Unlock the Power of GPUs in Kubernetes for AI Workloads
Here’s a question. Where do we run AI models? Everyone knows the answer to that one. We run them in servers with GPUs. GPUs are much more efficient at processing AI models or, to be more precise, at inference.
Here’s another question. How do we manage models across those servers? The answer to that question is… Kubernetes.
Kubernetes is the de-facto standard to manage any type of workloads, be it stateless apps, stateful apps, jobs, AI models, or anything else. We just need to tell Kubernetes how much memory and CPU our workloads need and it will figure out where to put them. However, with AI our primary requirement is not the amount of memory and CPU but, rather, the amount of GPU we need, whether GPU is dedicated to a single process exclusively or shared across processes, and a few other things. In other words, the way we manage GPU-based workloads is different from more traditional workloads, yet somehow the same.
Today we’ll skip explanation why AI works better with GPUs than CPUs and focus on running AI models and managing GPUs in Kubernetes. We’ll explore not only how to run AI models in Kubernetes but also how to do it in a way that does not result in bankrupcy.
Setup
git clone https://github.com/vfarcic/kubernetes-gpu-demo
cd kubernetes-gpu-demo
Watch https://youtu.be/WiFLtcBvGMU if you are not familiar with Devbox. Alternatively, you can skip Devbox and install all the tools listed in
devbox.json
yourself.
devbox shell
The setup currently works only with Google Cloud. Some modifications to both the setup and the steps that follow might be required if you prefer using a different provider.
chmod +x setup.nu
./setup.nu
source .env
Using GPUs for AI in Kubernetes
I already have a Kubernetes cluster running. It’s a “normal” cluster that happens to be GKE in Google Cloud. Nevertheless, the logic behind the rest of the post should be the same no matter where your cluster is.
That cluster does not have any nodes with GPUs so there are at least three tasks we need to perform to make it “AI-ready”.
To begin with, we need to figure out how to create nodes or node groups with GPUs. Now, those nodes would not be of much use by themselves. We would also need to install device plugins that will let Pods access specialized hardware features which, in this case, are GPUs. Finally, we need to instruct Pods to use GPUs.
Let’s start from the begining.
Here are the nodes of my cluster.
kubectl get nodes
The output is as follows (truncated for brevity).
NAME STATUS ROLES AGE VERSION
gke-dot-default-pool-... Ready <none> 112s v1.29.7-gke.1008000
gke-dot-default-pool-... Ready <none> 38s v1.29.7-gke.1008000
As I already mentioned, none of the nodes currently used by that cluster have GPUs. Hence, we should add a node group or a node pool with GPUs to the cluster. But, before we do that, we need to figure out what is available for a given provider. In case of Google Cloud we can list all those currently available.

STATED EXERCISE 1: Present the records from the line containing "of the bare" up to and including the line containing "[[380, 241]]" as a numbered list, omitting blank lines.

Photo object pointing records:
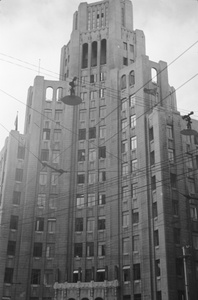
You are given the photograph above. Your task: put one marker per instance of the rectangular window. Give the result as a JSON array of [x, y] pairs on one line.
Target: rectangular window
[[78, 250], [8, 275], [125, 219], [156, 238], [37, 251], [50, 250], [90, 224], [133, 121], [11, 248], [102, 131], [21, 152], [125, 246], [90, 249], [92, 132], [136, 243], [16, 198], [133, 143], [80, 201], [14, 222], [135, 216], [51, 225], [91, 200], [102, 152], [101, 248], [80, 178], [39, 225], [126, 273], [101, 223], [82, 134], [101, 199], [19, 175], [36, 276], [136, 272], [79, 224]]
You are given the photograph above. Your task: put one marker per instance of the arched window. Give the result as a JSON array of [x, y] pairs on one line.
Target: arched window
[[123, 82], [154, 75], [59, 94], [131, 78], [103, 52], [49, 94], [85, 55], [94, 54]]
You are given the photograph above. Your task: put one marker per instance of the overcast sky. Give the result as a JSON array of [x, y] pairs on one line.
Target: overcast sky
[[35, 30]]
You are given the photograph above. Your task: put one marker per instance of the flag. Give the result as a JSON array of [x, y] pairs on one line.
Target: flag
[[151, 91], [16, 122]]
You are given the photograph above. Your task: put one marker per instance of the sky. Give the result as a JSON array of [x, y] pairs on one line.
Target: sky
[[32, 34]]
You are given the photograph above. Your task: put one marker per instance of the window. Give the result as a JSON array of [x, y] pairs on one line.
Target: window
[[102, 112], [91, 200], [123, 82], [16, 198], [125, 219], [44, 155], [19, 175], [90, 249], [126, 273], [100, 275], [133, 121], [39, 225], [8, 276], [133, 143], [157, 268], [82, 134], [136, 272], [124, 124], [193, 212], [80, 178], [43, 178], [51, 225], [136, 243], [169, 131], [179, 266], [48, 277], [124, 146], [91, 178], [101, 248], [79, 224], [155, 213], [36, 276], [92, 133], [131, 78], [135, 216], [90, 224], [156, 238], [101, 199], [37, 251], [11, 248], [78, 250], [134, 167], [101, 223], [50, 250], [80, 200], [14, 222], [125, 246], [21, 152], [92, 154], [177, 232], [102, 131], [46, 134]]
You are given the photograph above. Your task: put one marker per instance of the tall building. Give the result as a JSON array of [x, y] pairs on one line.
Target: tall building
[[106, 204]]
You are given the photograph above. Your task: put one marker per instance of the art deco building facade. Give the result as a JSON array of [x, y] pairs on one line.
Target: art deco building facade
[[103, 212]]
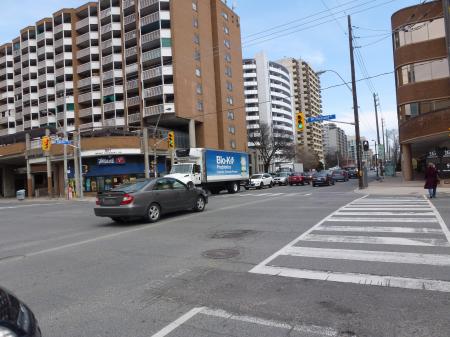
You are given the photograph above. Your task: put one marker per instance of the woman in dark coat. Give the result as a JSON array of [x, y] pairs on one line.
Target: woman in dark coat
[[431, 180]]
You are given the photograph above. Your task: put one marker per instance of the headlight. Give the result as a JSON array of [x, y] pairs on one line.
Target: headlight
[[4, 332]]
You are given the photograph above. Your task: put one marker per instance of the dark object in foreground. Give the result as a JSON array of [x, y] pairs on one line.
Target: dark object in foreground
[[149, 199], [16, 319]]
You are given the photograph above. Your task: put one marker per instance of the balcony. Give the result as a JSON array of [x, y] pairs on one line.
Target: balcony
[[131, 52], [90, 20], [127, 4], [88, 67], [94, 80], [86, 37], [118, 121], [111, 74], [90, 111], [110, 27], [133, 84], [159, 109], [111, 58], [108, 107], [134, 101]]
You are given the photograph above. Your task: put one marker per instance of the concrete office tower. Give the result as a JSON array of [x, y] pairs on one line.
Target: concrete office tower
[[421, 60], [334, 140], [268, 96], [126, 64], [308, 99]]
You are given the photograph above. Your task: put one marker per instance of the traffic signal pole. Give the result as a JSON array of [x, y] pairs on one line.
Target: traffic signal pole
[[355, 105]]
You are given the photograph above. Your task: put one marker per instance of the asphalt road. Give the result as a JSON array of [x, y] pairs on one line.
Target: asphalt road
[[271, 262]]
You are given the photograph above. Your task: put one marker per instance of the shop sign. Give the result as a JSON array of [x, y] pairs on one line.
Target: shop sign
[[111, 160]]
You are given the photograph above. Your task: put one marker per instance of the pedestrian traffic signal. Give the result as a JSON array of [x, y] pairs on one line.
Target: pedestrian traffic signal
[[171, 139], [46, 143], [300, 121], [366, 145]]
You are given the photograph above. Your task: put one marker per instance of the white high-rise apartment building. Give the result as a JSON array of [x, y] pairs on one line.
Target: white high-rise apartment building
[[268, 96], [307, 99]]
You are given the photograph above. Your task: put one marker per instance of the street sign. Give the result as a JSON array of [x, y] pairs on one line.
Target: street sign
[[62, 142], [320, 118]]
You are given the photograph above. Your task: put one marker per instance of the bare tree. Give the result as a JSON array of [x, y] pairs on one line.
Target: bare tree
[[270, 148], [310, 159]]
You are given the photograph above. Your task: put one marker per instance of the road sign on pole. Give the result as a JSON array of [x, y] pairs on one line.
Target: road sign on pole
[[320, 118]]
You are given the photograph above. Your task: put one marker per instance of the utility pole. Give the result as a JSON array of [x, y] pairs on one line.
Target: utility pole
[[146, 159], [378, 130], [355, 105]]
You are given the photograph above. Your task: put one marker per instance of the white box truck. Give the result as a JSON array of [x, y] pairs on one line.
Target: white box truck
[[213, 170]]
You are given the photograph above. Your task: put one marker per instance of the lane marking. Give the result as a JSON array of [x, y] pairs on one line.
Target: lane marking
[[310, 329], [377, 240], [362, 279], [372, 256], [344, 212], [293, 242], [222, 314], [376, 229], [30, 205], [439, 219], [175, 324], [383, 220]]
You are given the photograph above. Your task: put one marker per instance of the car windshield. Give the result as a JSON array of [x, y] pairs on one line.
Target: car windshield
[[131, 187], [181, 168]]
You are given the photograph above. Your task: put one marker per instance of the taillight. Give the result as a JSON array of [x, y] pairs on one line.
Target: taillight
[[127, 199]]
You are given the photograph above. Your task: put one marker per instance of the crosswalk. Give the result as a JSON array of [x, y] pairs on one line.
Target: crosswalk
[[380, 241]]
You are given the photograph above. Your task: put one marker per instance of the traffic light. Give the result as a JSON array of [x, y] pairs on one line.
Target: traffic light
[[171, 139], [300, 121], [366, 145], [46, 143]]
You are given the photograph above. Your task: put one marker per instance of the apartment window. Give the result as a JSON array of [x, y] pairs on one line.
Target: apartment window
[[423, 71], [199, 89], [196, 38], [199, 105], [228, 71]]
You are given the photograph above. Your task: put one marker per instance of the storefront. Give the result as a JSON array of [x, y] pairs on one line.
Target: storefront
[[106, 172]]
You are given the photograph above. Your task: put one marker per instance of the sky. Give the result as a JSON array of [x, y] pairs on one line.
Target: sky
[[314, 30]]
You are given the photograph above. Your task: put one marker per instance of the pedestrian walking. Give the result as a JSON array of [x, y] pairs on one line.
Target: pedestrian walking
[[431, 180]]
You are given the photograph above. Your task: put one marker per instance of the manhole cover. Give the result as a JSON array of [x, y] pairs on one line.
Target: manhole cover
[[220, 253], [232, 234]]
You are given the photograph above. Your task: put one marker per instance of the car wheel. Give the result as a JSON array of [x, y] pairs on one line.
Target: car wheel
[[153, 213], [200, 204]]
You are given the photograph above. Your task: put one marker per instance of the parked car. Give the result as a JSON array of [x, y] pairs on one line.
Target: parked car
[[258, 181], [340, 175], [16, 319], [296, 179], [323, 178], [149, 199], [281, 178]]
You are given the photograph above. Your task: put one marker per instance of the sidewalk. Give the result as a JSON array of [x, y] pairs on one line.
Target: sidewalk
[[397, 186]]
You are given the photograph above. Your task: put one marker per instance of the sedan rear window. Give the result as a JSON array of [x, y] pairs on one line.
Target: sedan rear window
[[131, 187]]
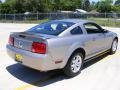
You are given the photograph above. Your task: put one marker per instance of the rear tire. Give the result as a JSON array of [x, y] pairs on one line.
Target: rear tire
[[74, 64], [114, 46]]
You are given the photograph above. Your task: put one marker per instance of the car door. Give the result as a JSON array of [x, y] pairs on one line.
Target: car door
[[95, 39]]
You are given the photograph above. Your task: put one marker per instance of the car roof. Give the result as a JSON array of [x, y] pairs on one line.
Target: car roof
[[75, 21]]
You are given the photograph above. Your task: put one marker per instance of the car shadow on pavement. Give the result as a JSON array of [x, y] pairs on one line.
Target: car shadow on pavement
[[41, 79], [35, 77]]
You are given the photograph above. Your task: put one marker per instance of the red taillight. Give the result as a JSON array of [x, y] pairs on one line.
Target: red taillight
[[11, 40], [39, 48]]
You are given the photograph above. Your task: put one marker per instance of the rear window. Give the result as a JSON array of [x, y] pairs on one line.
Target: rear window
[[51, 28]]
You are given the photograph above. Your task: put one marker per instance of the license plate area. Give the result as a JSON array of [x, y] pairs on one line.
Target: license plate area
[[18, 57]]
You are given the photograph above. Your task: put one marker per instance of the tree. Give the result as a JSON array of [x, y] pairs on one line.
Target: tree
[[117, 2], [5, 8], [86, 5], [104, 6]]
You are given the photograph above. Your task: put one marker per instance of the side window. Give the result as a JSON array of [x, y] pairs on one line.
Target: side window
[[92, 28], [76, 30]]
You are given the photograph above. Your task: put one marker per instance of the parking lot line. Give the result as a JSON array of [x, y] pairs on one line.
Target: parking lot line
[[27, 86]]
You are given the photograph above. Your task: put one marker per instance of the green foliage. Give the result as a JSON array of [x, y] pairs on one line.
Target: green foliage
[[117, 2], [116, 8], [104, 6], [5, 8]]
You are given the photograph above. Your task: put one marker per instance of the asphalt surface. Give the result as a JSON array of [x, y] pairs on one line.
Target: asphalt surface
[[102, 73]]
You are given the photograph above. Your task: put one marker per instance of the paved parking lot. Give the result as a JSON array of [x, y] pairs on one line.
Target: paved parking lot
[[100, 74]]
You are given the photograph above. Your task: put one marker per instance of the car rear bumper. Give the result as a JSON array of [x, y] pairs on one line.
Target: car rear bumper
[[33, 60]]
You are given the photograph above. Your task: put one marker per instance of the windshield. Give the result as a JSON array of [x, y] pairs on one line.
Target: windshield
[[51, 28]]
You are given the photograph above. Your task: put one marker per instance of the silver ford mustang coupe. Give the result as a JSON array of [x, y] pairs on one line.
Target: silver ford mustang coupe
[[61, 44]]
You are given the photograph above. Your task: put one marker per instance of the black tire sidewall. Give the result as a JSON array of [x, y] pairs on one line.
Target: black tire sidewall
[[67, 69]]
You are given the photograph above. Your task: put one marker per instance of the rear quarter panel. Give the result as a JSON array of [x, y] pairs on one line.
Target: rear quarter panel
[[61, 48]]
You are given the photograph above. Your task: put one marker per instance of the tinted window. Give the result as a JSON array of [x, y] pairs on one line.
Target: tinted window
[[76, 30], [51, 28], [92, 28]]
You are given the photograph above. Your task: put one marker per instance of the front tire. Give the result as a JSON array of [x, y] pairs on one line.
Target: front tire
[[74, 64], [114, 46]]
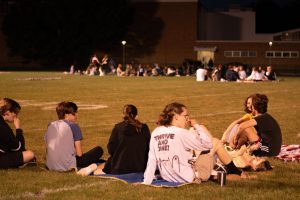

STATED EXERCISE 2:
Answer these questions from the article on GPUs in Kubernetes:
(a) With which cloud provider does the setup currently work?
(b) What command is used to list the nodes of the cluster?
(c) According to the article, what do device plugins let Pods access?

EXPECTED OUTPUT 1:
1. You are given the photograph above. Your task: put one marker per instance of the bare tree. Give the result as a JSON array of [x, y] pairs on one line.
2. Target: bare tree
3. [[270, 148], [310, 159]]
4. You are given the photograph above. Your task: put one marker per instance of the road sign on pole. Give the result as a JSON array of [x, y] pairs on one line.
5. Target: road sign on pole
6. [[320, 118]]
7. You are given the photograph above. Your task: put one marker per instance of the utility pole. Give the result as a JSON array of [x, y] pairs on one line.
8. Target: utility pole
9. [[146, 159], [378, 130], [355, 105]]
10. You are given the photograph above. Your task: put one marker per instance of the white box truck. Give the result as a JSON array of [x, y] pairs on one line.
11. Target: white box truck
12. [[213, 170]]
13. You are given the photograph above. Your task: put one marker per instance of the lane marking. Give the result as a JSON array of [x, y] pairs on one line.
14. Target: lane marking
15. [[310, 329], [377, 240], [362, 279], [372, 256], [344, 212], [293, 242], [222, 314], [376, 229], [30, 205], [439, 219], [175, 324], [383, 220]]
16. You are given the photograph above. Your task: put one marker per instance of the car windshield. Give the result as a JSON array of [x, y] pairs on one line.
17. Target: car windshield
18. [[131, 187], [181, 168]]
19. You are given the photograph above. Your task: put one marker per instance of the taillight. Give the result as a JSON array of [x, y] pairs on one line.
20. Target: taillight
21. [[127, 199]]
22. You are given the photograph above. Your task: put one marker per instance of the crosswalk. Give the result as a JSON array of [x, y] pairs on one line.
23. Target: crosswalk
24. [[380, 241]]

EXPECTED OUTPUT 2:
(a) Google Cloud.
(b) kubectl get nodes
(c) Specialized hardware features, which in this case are GPUs.